■ EXERCISE DIRECTIONS ■
Having read the data, transcribe all of it without deviation.

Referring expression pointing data
• • •

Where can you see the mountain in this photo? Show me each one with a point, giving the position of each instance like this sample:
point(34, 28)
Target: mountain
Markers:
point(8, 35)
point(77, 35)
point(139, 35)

• • •

■ ANSWER BOX ■
Where can you see the mountain in this photo? Show me each one with a point, giving the position of each instance like this sample:
point(34, 28)
Target: mountain
Markers:
point(8, 35)
point(77, 35)
point(139, 35)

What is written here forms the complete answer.